# INFORMATION SHOWN start

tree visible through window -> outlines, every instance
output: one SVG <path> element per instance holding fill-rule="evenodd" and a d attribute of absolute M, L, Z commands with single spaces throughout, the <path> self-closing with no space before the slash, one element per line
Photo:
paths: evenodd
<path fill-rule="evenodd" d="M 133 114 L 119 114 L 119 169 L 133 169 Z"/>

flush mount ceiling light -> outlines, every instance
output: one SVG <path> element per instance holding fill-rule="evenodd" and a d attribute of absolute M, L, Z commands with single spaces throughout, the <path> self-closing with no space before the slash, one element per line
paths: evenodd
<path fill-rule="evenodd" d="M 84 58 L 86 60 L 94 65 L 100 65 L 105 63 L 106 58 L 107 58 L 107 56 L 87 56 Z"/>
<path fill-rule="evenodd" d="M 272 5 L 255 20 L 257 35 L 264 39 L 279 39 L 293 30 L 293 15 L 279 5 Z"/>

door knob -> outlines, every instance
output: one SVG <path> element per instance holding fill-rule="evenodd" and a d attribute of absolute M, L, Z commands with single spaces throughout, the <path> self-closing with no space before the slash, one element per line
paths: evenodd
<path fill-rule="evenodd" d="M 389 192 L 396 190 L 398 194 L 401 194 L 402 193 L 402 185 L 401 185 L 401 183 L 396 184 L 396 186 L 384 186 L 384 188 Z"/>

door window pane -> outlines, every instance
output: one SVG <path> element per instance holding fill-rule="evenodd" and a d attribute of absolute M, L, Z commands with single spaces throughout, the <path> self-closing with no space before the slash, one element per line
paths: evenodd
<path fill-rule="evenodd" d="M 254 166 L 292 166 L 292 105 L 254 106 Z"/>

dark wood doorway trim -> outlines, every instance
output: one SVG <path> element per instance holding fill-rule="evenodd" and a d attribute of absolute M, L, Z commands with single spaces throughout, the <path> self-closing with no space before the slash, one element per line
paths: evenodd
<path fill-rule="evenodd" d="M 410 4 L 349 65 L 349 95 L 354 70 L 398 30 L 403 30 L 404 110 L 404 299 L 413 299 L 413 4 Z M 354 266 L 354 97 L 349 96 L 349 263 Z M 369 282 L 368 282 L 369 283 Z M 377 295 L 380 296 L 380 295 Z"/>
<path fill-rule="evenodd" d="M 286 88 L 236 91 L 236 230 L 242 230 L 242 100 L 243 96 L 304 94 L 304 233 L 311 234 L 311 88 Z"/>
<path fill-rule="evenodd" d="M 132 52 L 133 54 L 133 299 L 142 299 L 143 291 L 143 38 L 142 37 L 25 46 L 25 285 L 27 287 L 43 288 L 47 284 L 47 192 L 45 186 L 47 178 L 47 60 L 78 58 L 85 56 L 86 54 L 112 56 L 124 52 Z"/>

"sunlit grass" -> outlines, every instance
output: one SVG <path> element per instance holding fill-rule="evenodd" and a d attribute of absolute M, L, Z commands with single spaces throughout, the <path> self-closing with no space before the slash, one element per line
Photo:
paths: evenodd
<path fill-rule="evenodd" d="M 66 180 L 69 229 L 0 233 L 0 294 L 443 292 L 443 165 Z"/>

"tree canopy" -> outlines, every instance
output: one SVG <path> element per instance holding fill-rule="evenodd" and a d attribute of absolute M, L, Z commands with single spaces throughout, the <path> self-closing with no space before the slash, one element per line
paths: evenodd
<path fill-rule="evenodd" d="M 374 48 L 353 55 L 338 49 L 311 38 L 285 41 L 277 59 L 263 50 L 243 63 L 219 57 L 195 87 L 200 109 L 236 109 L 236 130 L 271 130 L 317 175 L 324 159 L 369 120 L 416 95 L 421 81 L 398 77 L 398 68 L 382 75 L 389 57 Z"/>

# INFORMATION SHOWN end

**GIVEN INSTRUCTION**:
Extract all of the data shown above and repeat it verbatim.

**RESPONSE TO THE TASK**:
tree visible through window -> outlines, every instance
output: one SVG <path> element per instance holding fill-rule="evenodd" and a d attribute of absolute M, L, Z commands with single spaces throughout, the <path> self-closing with no space before the slash, one element per line
Photo:
paths: evenodd
<path fill-rule="evenodd" d="M 133 114 L 119 114 L 119 169 L 133 169 Z"/>

flush mount ceiling light -> outlines, every instance
output: one SVG <path> element per instance holding fill-rule="evenodd" and a d attribute of absolute M, L, Z commands with single spaces throughout, the <path> self-closing with no space before the slash, one element per line
paths: evenodd
<path fill-rule="evenodd" d="M 84 58 L 86 60 L 94 65 L 100 65 L 105 63 L 106 58 L 107 58 L 107 56 L 87 56 Z"/>
<path fill-rule="evenodd" d="M 272 5 L 255 20 L 257 35 L 264 39 L 279 39 L 293 30 L 293 15 L 279 5 Z"/>

door knob -> outlines, every instance
output: one SVG <path> element per instance holding fill-rule="evenodd" and a d attribute of absolute M, L, Z commands with single spaces throughout, the <path> self-closing with no space before the slash, one element per line
paths: evenodd
<path fill-rule="evenodd" d="M 389 192 L 396 190 L 398 194 L 401 194 L 402 193 L 402 185 L 401 185 L 401 183 L 396 184 L 396 186 L 384 186 L 384 188 Z"/>

door window pane -> outlines, every instance
output: one SVG <path> element per instance holding fill-rule="evenodd" and a d attribute of absolute M, L, Z commands with single spaces throughout, the <path> self-closing with no space before the slash, one element per line
paths: evenodd
<path fill-rule="evenodd" d="M 254 166 L 292 166 L 292 105 L 254 106 Z"/>

dark wood doorway trim -> outlines, every instance
output: one SVG <path> element per instance holding fill-rule="evenodd" and a d attribute of absolute M, L, Z commands with single spaces throughout, the <path> self-closing with no space before the slash, one element per line
paths: evenodd
<path fill-rule="evenodd" d="M 410 4 L 349 65 L 349 95 L 354 70 L 398 30 L 403 30 L 404 110 L 404 299 L 413 299 L 413 4 Z M 354 266 L 354 97 L 349 96 L 349 263 Z M 369 282 L 368 282 L 369 283 Z M 377 295 L 380 296 L 380 295 Z"/>
<path fill-rule="evenodd" d="M 286 88 L 236 91 L 236 230 L 242 230 L 242 100 L 243 96 L 304 94 L 304 233 L 311 234 L 311 88 Z"/>
<path fill-rule="evenodd" d="M 132 52 L 133 54 L 133 299 L 142 299 L 143 291 L 143 38 L 142 37 L 25 46 L 25 285 L 27 287 L 43 288 L 47 284 L 47 192 L 45 186 L 47 178 L 47 60 L 78 58 L 85 56 L 86 54 L 112 56 L 124 52 Z"/>

"sunlit grass" -> outlines, every instance
output: one SVG <path> element per instance holding fill-rule="evenodd" and a d attribute of absolute M, L, Z commands with single spaces throughout, the <path> self-closing with no space before the slash, one element per line
Photo:
paths: evenodd
<path fill-rule="evenodd" d="M 66 180 L 69 229 L 0 233 L 0 294 L 443 292 L 443 165 Z"/>

"tree canopy" -> outlines, every instance
output: one SVG <path> element per instance holding fill-rule="evenodd" and a d attribute of absolute M, L, Z commands with single spaces throughout, the <path> self-closing with no space before the slash, one element per line
paths: evenodd
<path fill-rule="evenodd" d="M 374 48 L 353 55 L 338 49 L 311 38 L 285 41 L 277 59 L 263 50 L 243 63 L 219 57 L 195 87 L 200 109 L 236 109 L 236 130 L 271 130 L 317 175 L 324 159 L 369 120 L 416 95 L 421 81 L 398 77 L 398 68 L 382 75 L 389 57 Z"/>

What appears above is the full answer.